Directions for this task. Copy out the full forum thread on Benoit's death and the deaths of his wife and son, word for word and unchanged from start to finish.

---------- Supplied passage

# WWE's Benoit kills wife, son then self.



## njsimonson (Sep 24, 2002)

Ugh. Sad story.

http://www.wwe.com/inside/news/benoitupdate


----------



## djleye (Nov 14, 2002)

Think there was any "roid" rage involved??? :eyeroll: 
What a waste!!!!


----------



## hunter9494 (Jan 21, 2007)

there is nothing normal about how these guys live or act, they are jacked up all the time.


----------



## usmarine0352 (Nov 26, 2005)

I've heard of "Roid Rage" before.

But I've never heard of someone who had it actually KILLING somebody.

Is that normal?


----------



## dogdonthunt (Nov 10, 2005)

no using steroids doesnt make you kill your family..... as far as being Jacked-up on roids... this isnt meth... it doesnt work the same way... the media sees a well known wrestler who kills his family and himself and want to blame it on steroids.... if you look back at the media record towards the wwe youll notice theyre always try to bring it down....and no I dont watch it ... are steroids used here... obviously but I dont recall anyone else killing there family from using steroids.... take a look at any sport right now and you will see that steroids are as common as gatorade... admit it or not its there.... some not so noticeable.... just like genetics are a factor in how your body is built it also works the same way with roids.... I dont and will not use them but I do know alot of people and friends that do here locally and I dont see them flipping out... they do get arrogant at times which is a side effect but they dont make you any smarter and arrogant people can be stupid long enough to deflate thier egos.... anyway if you wait for the toxicology report you might find something else like depression meds which can make you do stuff like this... and I do remember a story saying that Benoit did suffer from depression.... not an excuse just something to note.... and if there is something else I can bet the media will run with the steroids cause thats what sells.... just like Paris does for some stupid reason... who cares if she parties..... shes not the only 26 yr old who goes out and becomes stupid after a few drinks...

--------------------
---------- Given data

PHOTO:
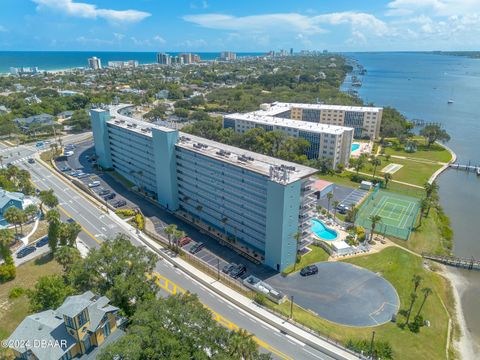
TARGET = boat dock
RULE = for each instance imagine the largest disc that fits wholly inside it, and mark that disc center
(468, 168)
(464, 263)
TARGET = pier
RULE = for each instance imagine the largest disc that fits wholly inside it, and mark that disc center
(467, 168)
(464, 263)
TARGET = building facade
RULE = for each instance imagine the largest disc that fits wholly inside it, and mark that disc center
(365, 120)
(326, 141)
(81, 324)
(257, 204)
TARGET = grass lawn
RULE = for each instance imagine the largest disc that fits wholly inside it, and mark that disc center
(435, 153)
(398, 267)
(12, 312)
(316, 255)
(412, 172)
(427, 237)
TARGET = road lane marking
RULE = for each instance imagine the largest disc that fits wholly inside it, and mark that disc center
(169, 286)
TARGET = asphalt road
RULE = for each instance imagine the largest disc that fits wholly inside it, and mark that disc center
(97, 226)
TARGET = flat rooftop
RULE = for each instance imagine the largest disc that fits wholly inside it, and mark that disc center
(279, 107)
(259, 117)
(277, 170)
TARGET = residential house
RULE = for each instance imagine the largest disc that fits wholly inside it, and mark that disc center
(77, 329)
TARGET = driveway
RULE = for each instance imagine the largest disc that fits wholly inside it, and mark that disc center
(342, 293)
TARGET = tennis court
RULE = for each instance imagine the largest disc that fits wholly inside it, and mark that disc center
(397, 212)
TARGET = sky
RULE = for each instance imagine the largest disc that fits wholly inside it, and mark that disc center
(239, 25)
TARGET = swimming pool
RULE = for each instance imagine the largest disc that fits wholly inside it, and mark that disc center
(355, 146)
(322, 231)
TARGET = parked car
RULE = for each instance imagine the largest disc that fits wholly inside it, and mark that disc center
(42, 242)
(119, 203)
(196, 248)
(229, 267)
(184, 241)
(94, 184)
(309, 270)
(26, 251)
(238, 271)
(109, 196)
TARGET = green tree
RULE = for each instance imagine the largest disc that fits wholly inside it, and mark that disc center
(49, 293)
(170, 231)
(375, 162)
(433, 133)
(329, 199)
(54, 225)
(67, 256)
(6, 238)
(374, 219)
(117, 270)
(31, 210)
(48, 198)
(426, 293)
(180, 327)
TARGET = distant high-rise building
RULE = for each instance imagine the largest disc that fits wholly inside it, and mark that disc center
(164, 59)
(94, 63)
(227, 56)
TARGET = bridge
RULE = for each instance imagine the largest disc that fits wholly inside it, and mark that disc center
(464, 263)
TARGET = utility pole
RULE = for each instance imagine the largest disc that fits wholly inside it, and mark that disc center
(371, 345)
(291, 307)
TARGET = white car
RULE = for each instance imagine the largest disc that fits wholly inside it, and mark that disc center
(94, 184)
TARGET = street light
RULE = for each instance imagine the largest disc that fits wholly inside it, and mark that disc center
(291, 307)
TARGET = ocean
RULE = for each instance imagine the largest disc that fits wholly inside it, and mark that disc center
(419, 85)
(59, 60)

--------------------
---------- Given data

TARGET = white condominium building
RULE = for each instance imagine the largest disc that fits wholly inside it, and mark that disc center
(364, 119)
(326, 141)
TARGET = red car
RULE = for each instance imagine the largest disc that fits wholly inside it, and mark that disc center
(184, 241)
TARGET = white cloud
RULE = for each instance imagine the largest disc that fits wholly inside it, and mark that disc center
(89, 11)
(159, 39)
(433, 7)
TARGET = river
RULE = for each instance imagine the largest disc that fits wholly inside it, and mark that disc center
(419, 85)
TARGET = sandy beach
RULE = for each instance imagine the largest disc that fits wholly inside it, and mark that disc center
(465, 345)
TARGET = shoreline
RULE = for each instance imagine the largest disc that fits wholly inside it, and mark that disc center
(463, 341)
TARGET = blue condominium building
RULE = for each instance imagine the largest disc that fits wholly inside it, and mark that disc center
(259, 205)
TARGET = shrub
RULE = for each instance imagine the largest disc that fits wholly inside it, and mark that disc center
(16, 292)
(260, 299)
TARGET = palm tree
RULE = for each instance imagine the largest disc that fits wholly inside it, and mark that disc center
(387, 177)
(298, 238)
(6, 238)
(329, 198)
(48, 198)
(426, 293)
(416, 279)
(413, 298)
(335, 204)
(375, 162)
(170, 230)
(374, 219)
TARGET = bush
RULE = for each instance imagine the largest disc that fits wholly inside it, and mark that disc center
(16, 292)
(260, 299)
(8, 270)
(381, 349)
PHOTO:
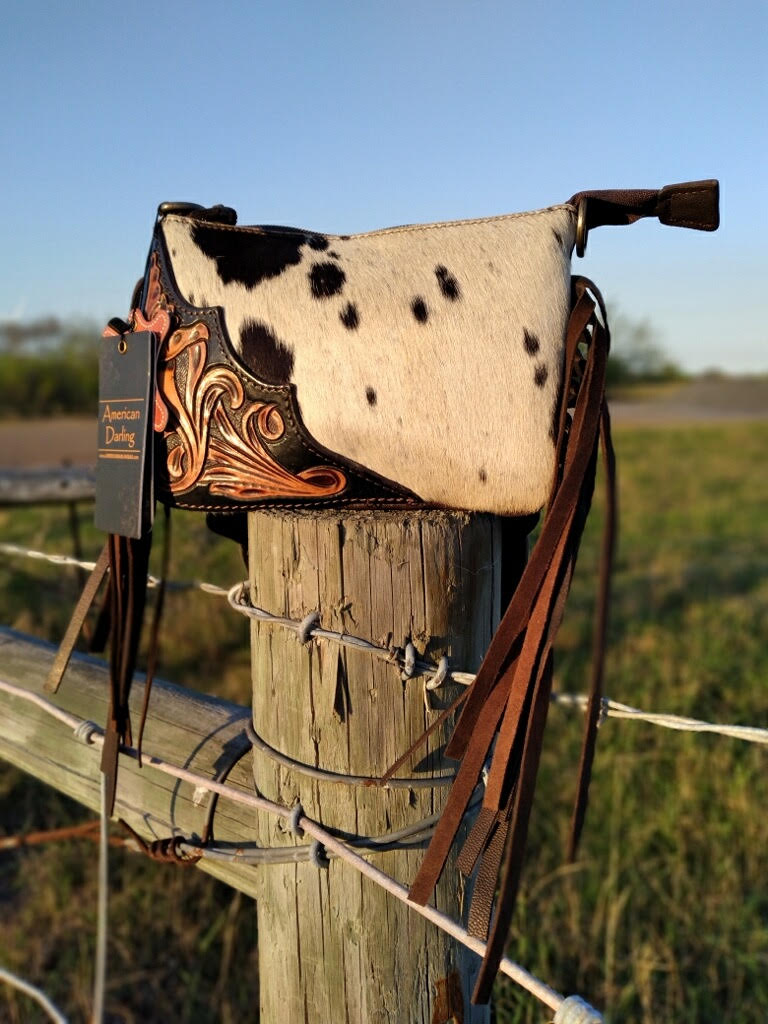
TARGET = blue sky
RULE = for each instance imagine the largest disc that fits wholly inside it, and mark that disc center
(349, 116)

--------------------
---------- Given data

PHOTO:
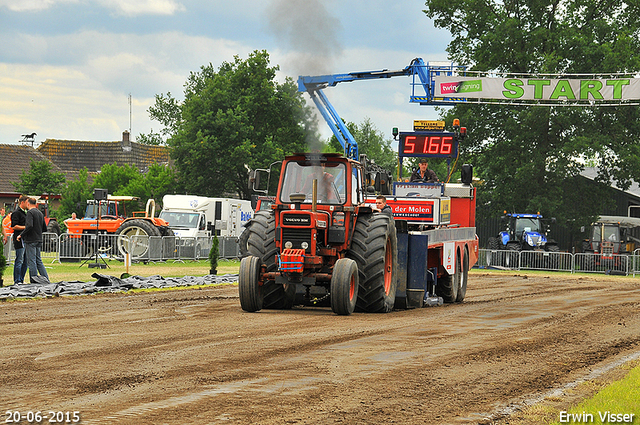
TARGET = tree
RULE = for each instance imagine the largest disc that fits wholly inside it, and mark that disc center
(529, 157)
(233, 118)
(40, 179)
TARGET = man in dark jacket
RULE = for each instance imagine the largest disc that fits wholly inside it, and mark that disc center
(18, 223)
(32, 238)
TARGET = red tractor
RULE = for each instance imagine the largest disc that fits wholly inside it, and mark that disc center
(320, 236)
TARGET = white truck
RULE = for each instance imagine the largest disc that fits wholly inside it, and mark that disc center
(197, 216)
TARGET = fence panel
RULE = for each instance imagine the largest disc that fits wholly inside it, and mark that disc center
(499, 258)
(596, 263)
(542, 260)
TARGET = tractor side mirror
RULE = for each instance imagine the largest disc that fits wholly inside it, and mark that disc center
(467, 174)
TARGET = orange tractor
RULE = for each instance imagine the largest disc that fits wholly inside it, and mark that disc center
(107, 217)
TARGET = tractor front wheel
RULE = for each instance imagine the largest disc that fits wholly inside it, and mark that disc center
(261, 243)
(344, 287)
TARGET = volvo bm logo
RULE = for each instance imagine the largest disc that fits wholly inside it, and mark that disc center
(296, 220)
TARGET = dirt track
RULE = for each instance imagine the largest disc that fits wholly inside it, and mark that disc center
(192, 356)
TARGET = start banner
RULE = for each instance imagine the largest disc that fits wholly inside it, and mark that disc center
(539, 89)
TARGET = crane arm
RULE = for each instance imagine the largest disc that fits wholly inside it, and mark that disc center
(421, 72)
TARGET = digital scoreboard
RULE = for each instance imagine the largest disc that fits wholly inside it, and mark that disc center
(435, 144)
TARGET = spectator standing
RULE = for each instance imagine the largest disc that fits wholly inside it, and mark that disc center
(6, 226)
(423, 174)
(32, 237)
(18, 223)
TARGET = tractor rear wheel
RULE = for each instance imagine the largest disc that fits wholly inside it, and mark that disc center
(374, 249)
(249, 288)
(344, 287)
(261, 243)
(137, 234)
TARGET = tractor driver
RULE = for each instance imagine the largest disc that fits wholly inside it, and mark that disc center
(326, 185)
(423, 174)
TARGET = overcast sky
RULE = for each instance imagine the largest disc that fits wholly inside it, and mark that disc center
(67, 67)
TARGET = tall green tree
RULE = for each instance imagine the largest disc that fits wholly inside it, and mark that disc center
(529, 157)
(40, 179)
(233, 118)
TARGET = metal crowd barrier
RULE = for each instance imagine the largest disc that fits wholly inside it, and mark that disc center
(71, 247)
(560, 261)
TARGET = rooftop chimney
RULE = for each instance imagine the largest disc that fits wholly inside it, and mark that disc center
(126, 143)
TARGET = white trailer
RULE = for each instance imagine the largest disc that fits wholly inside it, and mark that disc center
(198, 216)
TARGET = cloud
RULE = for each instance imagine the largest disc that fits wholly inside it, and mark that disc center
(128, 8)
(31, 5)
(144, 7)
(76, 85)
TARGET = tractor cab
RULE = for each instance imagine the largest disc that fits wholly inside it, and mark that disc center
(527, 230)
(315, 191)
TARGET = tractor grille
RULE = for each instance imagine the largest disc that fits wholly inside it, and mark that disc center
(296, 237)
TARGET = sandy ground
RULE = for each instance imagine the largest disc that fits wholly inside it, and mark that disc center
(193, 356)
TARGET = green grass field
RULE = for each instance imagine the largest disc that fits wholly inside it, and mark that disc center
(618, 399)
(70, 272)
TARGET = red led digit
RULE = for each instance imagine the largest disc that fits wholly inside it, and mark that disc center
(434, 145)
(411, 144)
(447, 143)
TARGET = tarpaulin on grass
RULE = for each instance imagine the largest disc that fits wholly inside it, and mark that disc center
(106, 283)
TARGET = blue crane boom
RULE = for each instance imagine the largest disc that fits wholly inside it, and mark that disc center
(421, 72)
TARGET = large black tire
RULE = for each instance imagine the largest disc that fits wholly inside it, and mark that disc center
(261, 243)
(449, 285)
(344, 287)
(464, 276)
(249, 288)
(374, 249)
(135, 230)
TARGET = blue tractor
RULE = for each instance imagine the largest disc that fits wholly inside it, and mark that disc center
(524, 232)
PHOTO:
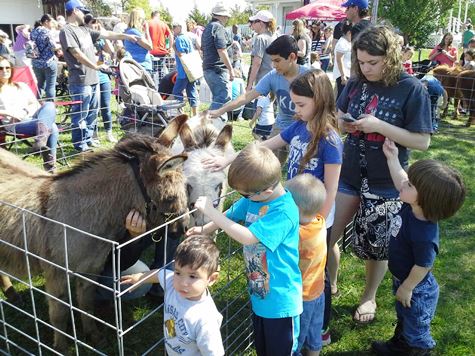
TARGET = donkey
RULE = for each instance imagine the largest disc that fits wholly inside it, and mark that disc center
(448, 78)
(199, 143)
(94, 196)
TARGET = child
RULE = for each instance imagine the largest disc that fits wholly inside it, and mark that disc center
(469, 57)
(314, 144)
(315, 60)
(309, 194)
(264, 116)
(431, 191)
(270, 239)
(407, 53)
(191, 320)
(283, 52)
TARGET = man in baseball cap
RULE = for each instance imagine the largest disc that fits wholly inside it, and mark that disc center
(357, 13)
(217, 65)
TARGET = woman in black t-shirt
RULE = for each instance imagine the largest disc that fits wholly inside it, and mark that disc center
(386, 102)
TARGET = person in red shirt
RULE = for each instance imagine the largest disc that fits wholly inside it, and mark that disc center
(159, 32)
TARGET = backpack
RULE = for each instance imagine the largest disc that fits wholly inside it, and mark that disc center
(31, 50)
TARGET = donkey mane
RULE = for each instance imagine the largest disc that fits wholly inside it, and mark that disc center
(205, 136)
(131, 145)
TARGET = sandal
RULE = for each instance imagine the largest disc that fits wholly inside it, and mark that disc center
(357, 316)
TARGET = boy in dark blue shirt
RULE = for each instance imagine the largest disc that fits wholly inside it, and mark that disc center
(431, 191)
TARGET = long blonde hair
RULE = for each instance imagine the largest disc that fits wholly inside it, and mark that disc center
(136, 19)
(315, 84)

--------------------

Solution.
# WWE's Benoit kills wife, son then self.



## njsimonson (Sep 24, 2002)

Ugh. Sad story.

http://www.wwe.com/inside/news/benoitupdate


----------



## djleye (Nov 14, 2002)

Think there was any "roid" rage involved??? :eyeroll: 
What a waste!!!!


----------



## hunter9494 (Jan 21, 2007)

there is nothing normal about how these guys live or act, they are jacked up all the time.


----------



## usmarine0352 (Nov 26, 2005)

I've heard of "Roid Rage" before.

But I've never heard of someone who had it actually KILLING somebody.

Is that normal?


----------



## dogdonthunt (Nov 10, 2005)

no using steroids doesnt make you kill your family..... as far as being Jacked-up on roids... this isnt meth... it doesnt work the same way... the media sees a well known wrestler who kills his family and himself and want to blame it on steroids.... if you look back at the media record towards the wwe youll notice theyre always try to bring it down....and no I dont watch it ... are steroids used here... obviously but I dont recall anyone else killing there family from using steroids.... take a look at any sport right now and you will see that steroids are as common as gatorade... admit it or not its there.... some not so noticeable.... just like genetics are a factor in how your body is built it also works the same way with roids.... I dont and will not use them but I do know alot of people and friends that do here locally and I dont see them flipping out... they do get arrogant at times which is a side effect but they dont make you any smarter and arrogant people can be stupid long enough to deflate thier egos.... anyway if you wait for the toxicology report you might find something else like depression meds which can make you do stuff like this... and I do remember a story saying that Benoit did suffer from depression.... not an excuse just something to note.... and if there is something else I can bet the media will run with the steroids cause thats what sells.... just like Paris does for some stupid reason... who cares if she parties..... shes not the only 26 yr old who goes out and becomes stupid after a few drinks...